WHAT THE EXERCISE ASKS -
The answer must be an exact copy of every record.

DATASET EXTRACT below:

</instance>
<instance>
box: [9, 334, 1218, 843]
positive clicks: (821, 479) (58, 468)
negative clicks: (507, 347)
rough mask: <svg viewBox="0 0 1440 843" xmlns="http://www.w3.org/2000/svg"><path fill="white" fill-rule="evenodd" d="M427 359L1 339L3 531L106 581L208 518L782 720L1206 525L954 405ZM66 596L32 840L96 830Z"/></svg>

End of DATASET EXTRACT.

YOUR RESPONSE -
</instance>
<instance>
box: [9, 334, 1218, 843]
positive clicks: (821, 479) (58, 468)
negative clicks: (507, 347)
rough mask: <svg viewBox="0 0 1440 843" xmlns="http://www.w3.org/2000/svg"><path fill="white" fill-rule="evenodd" d="M427 359L1 339L3 531L106 581L208 518L782 720L1206 525L954 405ZM66 596L32 840L96 830Z"/></svg>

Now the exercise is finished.